**What to work on:** A faithful transcription of all the records is required.

**Data for the task:**
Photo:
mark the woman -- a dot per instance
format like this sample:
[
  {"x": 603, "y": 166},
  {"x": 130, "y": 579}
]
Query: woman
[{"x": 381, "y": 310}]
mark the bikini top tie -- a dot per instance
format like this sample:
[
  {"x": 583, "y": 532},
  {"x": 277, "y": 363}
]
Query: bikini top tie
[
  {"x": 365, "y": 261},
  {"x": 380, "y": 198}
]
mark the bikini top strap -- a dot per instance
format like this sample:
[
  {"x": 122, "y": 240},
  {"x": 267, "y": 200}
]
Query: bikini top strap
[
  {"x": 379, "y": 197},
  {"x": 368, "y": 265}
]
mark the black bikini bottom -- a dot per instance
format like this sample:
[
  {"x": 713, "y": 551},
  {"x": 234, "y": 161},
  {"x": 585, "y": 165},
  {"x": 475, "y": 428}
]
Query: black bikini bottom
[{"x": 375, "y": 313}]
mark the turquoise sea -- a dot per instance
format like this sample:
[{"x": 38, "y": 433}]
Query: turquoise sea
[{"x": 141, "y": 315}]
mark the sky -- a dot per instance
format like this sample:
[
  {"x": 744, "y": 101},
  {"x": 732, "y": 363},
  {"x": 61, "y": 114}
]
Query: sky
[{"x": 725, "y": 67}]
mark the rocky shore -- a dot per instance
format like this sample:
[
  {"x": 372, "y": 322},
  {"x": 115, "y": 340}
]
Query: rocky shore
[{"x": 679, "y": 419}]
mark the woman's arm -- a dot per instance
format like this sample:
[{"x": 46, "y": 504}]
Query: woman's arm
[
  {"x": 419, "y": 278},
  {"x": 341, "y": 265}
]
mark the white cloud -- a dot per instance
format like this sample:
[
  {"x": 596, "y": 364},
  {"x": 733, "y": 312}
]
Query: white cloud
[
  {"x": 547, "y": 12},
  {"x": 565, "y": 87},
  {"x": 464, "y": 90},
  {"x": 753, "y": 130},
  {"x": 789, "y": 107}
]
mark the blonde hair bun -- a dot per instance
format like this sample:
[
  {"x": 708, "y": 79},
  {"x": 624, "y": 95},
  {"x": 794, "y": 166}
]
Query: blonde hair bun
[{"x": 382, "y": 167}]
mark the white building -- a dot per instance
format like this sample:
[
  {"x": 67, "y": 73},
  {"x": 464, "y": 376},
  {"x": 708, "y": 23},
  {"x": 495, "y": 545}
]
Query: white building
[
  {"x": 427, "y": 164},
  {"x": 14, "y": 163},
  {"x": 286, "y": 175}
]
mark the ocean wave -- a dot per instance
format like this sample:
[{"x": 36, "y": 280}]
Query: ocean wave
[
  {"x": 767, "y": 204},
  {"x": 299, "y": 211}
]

**Result of the exercise:**
Photo:
mark the woman -- a dot per instance
format like this sample:
[
  {"x": 603, "y": 166},
  {"x": 130, "y": 579}
]
Query: woman
[{"x": 381, "y": 310}]
mark the bikini top tie -- a dot per instance
format like this sample:
[
  {"x": 583, "y": 532},
  {"x": 277, "y": 363}
]
Query: bikini top tie
[
  {"x": 365, "y": 261},
  {"x": 380, "y": 198}
]
mark the bikini top strap -- a dot per instance
format like this sample:
[
  {"x": 122, "y": 240},
  {"x": 267, "y": 200}
]
Query: bikini top strap
[
  {"x": 379, "y": 197},
  {"x": 368, "y": 265}
]
mark the black bikini bottom -- a dot per instance
format like this sample:
[
  {"x": 713, "y": 551},
  {"x": 234, "y": 161},
  {"x": 585, "y": 165},
  {"x": 475, "y": 428}
]
Query: black bikini bottom
[{"x": 375, "y": 313}]
mark the turquoise sea -- a dot per instance
format like this sample:
[{"x": 38, "y": 433}]
Query: turquoise sea
[{"x": 141, "y": 315}]
mark the sky -- a dot per instance
format like this sample:
[
  {"x": 744, "y": 101},
  {"x": 732, "y": 363},
  {"x": 61, "y": 114}
]
Query: sky
[{"x": 725, "y": 67}]
mark the rocky shore -- a dot per instance
format like this sample:
[
  {"x": 372, "y": 322},
  {"x": 115, "y": 340}
]
Query: rocky shore
[{"x": 679, "y": 419}]
mark the woman's arm -- a dot per instance
format like this sample:
[{"x": 46, "y": 504}]
Query: woman's arm
[
  {"x": 419, "y": 278},
  {"x": 341, "y": 265}
]
mark the white cloud -- a dot per instance
format like this sample:
[
  {"x": 596, "y": 364},
  {"x": 733, "y": 312}
]
Query: white cloud
[
  {"x": 547, "y": 12},
  {"x": 565, "y": 87},
  {"x": 464, "y": 90},
  {"x": 753, "y": 130},
  {"x": 789, "y": 107}
]
mark the blonde hair bun -- a dot per instance
format like this sample:
[
  {"x": 708, "y": 79},
  {"x": 624, "y": 95},
  {"x": 794, "y": 166}
]
Query: blonde hair bun
[{"x": 382, "y": 167}]
mark the white building -- a dot per instance
format like this sample:
[
  {"x": 67, "y": 73},
  {"x": 464, "y": 376},
  {"x": 708, "y": 23},
  {"x": 495, "y": 545}
]
Query: white building
[
  {"x": 427, "y": 164},
  {"x": 14, "y": 163},
  {"x": 286, "y": 175}
]
mark the ocean wave -- a dot per instance
format like this sample:
[{"x": 36, "y": 280}]
Query: ocean wave
[
  {"x": 767, "y": 204},
  {"x": 299, "y": 211}
]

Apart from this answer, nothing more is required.